Text passage:
----

With that in mind we will only build and support a minimal runner image that customers can use as a base for their own needs.

chrispat avatar May 02 '23 15:05 chrispat

@chrispat That's fair, but should be much more clearly communicated to the users. It is not directly obvious that the ubuntu-22.04 self-hosted runner images are not at parity with GitHub's ubuntu-22:04 runners. Our developers expect a smooth transition from managed to self-hosted runners. The current state of things does not highlight that there is an implicit expectation on the self-hosted runner providers to ensure tooling parity with managed runners.

vyrwu avatar Aug 28 '24 09:08 vyrwu

@chrispat

We were hit by this during migration from myoung34/github-runner:ubuntu-noble to ARC. It would have helped us if it was clearly defined that ARC is more minimalistic than the traditional Github hosted runners.

As @vyrwu mentions there is an expection from developers that currently are missaligned.

In our case the rootcause, was a missing package (XZ Utils) that was being used from a github action (https://github.com/mlugg/setup-zig).

In theory I guess it should have been up to the github action to verify that the package were installed?

nmwael avatar Jan 07 '25 09:01 nmwael

https://github.com/Azure/login action fails with error: Error: Login failed with Error: Unable to locate executable file: az. Please verify either the file path exists or the file can be found within a directory specified by the PATH environment variable. Also check the file mode to verify the file is executable.. Double check if the 'auth-type' is correct. Refer to https://github.com/Azure/login#readme for more information.

----

Dataset:
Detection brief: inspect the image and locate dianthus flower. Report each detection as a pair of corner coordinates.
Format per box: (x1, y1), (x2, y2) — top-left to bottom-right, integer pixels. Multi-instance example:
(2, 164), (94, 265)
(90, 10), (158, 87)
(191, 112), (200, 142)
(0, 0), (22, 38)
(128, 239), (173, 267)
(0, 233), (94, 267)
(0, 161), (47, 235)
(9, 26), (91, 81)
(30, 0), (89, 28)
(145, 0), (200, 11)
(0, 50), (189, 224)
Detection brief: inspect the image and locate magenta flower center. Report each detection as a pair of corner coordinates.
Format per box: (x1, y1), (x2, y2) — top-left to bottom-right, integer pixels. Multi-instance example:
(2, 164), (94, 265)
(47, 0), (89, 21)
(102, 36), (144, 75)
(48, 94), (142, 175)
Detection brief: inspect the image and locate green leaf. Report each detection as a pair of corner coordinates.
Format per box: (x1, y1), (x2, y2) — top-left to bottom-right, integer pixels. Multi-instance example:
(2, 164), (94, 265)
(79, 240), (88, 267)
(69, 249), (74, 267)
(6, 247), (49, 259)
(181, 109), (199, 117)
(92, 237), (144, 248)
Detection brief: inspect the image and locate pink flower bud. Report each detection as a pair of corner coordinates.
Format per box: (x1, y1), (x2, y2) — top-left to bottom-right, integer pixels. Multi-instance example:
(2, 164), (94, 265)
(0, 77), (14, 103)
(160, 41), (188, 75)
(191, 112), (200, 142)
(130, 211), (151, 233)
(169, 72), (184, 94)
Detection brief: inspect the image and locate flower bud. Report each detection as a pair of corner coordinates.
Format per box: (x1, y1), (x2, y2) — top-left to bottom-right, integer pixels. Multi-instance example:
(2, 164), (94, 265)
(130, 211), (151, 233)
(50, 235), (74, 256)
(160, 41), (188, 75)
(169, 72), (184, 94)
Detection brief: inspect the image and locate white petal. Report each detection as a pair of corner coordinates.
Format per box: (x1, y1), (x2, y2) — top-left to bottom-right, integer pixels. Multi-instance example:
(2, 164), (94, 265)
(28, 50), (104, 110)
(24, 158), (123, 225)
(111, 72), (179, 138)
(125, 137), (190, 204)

----

Tasks for this exercise:
**a)** Answer these from the forum thread about self-hosted runner images:
(i) What kind of runner image does the first comment say will be built and supported?
(ii) Which package was missing in the case described during the migration to ARC?
(iii) Which executable does the Azure login action report it cannot locate?
**b)** Print the stretch of the forum thread about self-hosted runner images from "As @vyrwu mentions" through "github action (https://github.com/mlugg/setup-zig).".
**c)** Write what comes next in the forum thread about self-hosted runner images, picking up after its last sentence.

Results of the exercise:
**a)**
(i) A minimal runner image that customers can use as a base for their own needs.
(ii) XZ Utils.
(iii) az.

**b)**
As @vyrwu mentions there is an expection from developers that currently are missaligned.

In our case the rootcause, was a missing package (XZ Utils) that was being used from a github action (https://github.com/mlugg/setup-zig).

**c)**
Again, this works on the GH hosted runners.

So it does seem that some basic packages are not in place, which are expected from actions?

nmwael avatar Jan 08 '25 11:01 nmwael

I don't know how exactly, but my jobs suddenly broke tonight because they didn't have make installed (I would guess because the latest image finally did a cutover, and/or my image cache finally updated, but unsure)

Regardless, it was a surprise to me to find out that make of all things was not considered essential enough (given its literally in the package called build-essentials) to include in the default image.

While I agree that 14Gb would be too large to have as a default image, it would be nice to have that option if its desired (and the user had reasonable image caching, it could work for them). I also think a middle-ground between "this image has almost nothing, build it yourself" and "this image has 7 kitchen sinks" should be reasonably achievable.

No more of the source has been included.